Data to use START
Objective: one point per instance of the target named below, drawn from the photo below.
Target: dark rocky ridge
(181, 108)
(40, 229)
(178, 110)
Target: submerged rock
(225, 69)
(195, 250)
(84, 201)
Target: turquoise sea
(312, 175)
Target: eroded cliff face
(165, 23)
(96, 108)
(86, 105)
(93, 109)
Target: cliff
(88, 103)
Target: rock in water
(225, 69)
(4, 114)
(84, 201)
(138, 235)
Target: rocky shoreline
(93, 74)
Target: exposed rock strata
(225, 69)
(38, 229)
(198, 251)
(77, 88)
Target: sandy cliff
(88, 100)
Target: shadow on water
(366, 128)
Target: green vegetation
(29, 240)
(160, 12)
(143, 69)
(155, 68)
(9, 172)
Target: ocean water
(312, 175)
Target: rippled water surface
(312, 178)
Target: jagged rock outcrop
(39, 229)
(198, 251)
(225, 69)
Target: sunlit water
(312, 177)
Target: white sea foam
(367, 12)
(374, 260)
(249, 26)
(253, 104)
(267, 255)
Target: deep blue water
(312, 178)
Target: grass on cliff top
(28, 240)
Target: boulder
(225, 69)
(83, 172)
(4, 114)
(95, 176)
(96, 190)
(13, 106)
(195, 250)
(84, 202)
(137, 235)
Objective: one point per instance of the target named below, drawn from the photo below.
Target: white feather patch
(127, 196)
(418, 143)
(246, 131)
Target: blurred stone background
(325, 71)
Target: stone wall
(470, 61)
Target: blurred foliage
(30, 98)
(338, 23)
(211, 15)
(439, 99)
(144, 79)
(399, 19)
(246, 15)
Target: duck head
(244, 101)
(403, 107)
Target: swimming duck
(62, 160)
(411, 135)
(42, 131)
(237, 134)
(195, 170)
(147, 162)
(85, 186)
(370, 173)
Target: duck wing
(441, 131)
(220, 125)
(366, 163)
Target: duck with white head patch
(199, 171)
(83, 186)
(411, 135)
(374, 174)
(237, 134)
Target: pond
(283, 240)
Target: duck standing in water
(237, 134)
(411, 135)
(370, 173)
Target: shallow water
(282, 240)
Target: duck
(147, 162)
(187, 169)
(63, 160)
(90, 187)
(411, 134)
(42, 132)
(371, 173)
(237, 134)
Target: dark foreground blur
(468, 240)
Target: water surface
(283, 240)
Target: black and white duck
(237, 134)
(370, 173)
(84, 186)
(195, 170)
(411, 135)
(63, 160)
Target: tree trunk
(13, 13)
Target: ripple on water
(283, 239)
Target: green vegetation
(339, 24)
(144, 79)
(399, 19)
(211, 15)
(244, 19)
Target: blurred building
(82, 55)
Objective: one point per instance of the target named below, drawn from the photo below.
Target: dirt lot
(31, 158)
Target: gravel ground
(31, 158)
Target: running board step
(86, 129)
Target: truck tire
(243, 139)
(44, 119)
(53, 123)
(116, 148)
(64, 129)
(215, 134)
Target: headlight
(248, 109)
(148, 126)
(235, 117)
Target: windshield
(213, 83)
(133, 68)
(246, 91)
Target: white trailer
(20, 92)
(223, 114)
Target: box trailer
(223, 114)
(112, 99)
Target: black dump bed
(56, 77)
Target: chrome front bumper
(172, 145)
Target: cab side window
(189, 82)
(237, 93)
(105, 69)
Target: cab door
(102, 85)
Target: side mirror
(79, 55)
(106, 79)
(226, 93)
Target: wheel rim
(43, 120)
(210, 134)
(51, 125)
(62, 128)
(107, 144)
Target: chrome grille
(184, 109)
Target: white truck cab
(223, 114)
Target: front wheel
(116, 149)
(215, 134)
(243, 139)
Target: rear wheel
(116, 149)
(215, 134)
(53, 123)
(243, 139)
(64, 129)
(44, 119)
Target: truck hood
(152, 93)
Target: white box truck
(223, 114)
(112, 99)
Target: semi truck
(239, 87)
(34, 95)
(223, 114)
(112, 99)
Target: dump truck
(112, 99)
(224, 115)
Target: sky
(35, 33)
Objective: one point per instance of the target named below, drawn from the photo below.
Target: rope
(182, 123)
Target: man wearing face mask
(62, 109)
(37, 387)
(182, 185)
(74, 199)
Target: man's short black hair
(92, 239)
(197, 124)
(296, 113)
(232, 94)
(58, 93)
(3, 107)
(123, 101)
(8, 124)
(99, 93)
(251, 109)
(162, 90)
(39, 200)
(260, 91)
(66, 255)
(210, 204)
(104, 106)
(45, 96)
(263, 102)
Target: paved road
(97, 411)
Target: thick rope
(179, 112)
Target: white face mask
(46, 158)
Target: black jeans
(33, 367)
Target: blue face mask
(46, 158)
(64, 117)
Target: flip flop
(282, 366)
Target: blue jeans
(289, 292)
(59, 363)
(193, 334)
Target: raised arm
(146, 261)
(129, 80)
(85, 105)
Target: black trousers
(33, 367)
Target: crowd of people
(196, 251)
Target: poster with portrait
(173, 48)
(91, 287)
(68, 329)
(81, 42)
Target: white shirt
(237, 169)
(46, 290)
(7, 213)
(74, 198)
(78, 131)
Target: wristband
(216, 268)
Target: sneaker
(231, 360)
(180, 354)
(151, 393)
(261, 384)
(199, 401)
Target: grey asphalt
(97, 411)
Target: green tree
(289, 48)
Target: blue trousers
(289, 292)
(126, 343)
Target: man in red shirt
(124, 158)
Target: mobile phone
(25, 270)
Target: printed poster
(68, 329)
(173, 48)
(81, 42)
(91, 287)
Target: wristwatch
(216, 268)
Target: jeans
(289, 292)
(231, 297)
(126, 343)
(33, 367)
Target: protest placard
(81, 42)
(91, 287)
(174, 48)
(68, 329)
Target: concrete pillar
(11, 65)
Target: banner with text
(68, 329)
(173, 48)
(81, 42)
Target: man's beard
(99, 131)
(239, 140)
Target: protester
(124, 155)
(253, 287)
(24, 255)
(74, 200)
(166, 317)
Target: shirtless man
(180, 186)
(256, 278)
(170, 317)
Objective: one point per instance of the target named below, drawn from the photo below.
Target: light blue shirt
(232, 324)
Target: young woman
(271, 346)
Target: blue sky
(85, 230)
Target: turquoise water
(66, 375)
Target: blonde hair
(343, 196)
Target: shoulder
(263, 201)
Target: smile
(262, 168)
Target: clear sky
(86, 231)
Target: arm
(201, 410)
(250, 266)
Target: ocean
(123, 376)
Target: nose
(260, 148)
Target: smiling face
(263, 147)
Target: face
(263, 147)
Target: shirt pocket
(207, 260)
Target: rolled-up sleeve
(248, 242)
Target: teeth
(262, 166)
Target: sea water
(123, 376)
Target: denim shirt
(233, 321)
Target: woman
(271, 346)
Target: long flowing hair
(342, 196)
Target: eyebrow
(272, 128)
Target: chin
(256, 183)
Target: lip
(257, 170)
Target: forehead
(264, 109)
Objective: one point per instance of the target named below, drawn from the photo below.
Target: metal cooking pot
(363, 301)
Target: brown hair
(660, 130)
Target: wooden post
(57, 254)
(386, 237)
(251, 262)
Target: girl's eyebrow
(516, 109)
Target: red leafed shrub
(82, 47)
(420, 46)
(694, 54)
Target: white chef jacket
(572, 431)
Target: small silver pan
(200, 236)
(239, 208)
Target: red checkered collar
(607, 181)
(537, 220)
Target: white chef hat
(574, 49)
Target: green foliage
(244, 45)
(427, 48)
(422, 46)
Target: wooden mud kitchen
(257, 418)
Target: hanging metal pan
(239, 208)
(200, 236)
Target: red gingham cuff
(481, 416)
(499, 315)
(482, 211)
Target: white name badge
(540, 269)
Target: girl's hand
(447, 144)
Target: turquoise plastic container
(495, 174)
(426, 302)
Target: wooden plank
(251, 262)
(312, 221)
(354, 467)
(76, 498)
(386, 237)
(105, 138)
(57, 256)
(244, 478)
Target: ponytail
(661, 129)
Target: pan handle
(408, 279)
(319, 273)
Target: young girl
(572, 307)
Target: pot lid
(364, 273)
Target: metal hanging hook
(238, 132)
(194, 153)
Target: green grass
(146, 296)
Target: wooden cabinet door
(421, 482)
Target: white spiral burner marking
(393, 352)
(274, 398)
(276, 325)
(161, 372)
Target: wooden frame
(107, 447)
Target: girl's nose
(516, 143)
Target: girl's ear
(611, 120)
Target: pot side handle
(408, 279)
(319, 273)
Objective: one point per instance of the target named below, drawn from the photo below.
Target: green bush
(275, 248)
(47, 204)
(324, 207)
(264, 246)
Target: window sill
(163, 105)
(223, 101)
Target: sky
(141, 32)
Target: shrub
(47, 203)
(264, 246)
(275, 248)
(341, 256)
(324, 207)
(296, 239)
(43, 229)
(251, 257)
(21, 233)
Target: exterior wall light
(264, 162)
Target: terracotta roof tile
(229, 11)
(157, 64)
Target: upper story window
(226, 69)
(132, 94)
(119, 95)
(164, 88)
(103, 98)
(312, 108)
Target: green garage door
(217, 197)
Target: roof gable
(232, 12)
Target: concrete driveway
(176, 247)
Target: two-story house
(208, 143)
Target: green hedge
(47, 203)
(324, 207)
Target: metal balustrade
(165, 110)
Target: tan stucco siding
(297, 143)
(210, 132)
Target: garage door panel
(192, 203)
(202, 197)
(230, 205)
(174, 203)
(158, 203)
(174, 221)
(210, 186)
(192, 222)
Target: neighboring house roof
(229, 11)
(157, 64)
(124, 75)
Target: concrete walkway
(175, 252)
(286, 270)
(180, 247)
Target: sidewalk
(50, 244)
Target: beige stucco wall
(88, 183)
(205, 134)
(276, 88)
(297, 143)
Data to use END
What is needed is an exact copy of the lines from the one containing "Target: wooden cabinet door" through the last line of the records, and nothing else.

▸ **Finished task**
Target: wooden cabinet door
(421, 482)
Target: white spiral burner marking
(393, 352)
(274, 398)
(276, 325)
(161, 372)
Target: wooden frame
(107, 447)
Target: girl's nose
(516, 143)
Target: girl's ear
(611, 120)
Target: pot side handle
(408, 279)
(319, 273)
Objective: one point per instance of the target named below, drawn from the photo below.
Target: green bush
(275, 248)
(47, 204)
(324, 207)
(264, 246)
Target: window sill
(163, 105)
(223, 101)
Target: sky
(141, 32)
Target: shrub
(47, 203)
(264, 246)
(275, 248)
(341, 256)
(324, 207)
(296, 239)
(43, 229)
(251, 257)
(21, 233)
Target: exterior wall light
(264, 162)
Target: terracotta roof tile
(229, 11)
(157, 64)
Target: upper story window
(226, 69)
(132, 94)
(119, 95)
(164, 88)
(103, 98)
(312, 108)
Target: green garage door
(217, 197)
Target: roof gable
(232, 12)
Target: concrete driveway
(176, 247)
Target: two-story house
(208, 143)
Target: green hedge
(47, 203)
(324, 207)
Target: metal balustrade
(165, 110)
Target: tan stucco siding
(297, 143)
(210, 132)
Target: garage door panel
(192, 203)
(202, 197)
(230, 205)
(174, 203)
(158, 203)
(174, 221)
(210, 186)
(192, 222)
Target: neighboring house roof
(229, 11)
(157, 64)
(124, 75)
Target: concrete walkway
(175, 252)
(286, 270)
(180, 247)
Target: sidewalk
(50, 244)
Target: beige stucco wall
(88, 183)
(205, 134)
(276, 88)
(297, 143)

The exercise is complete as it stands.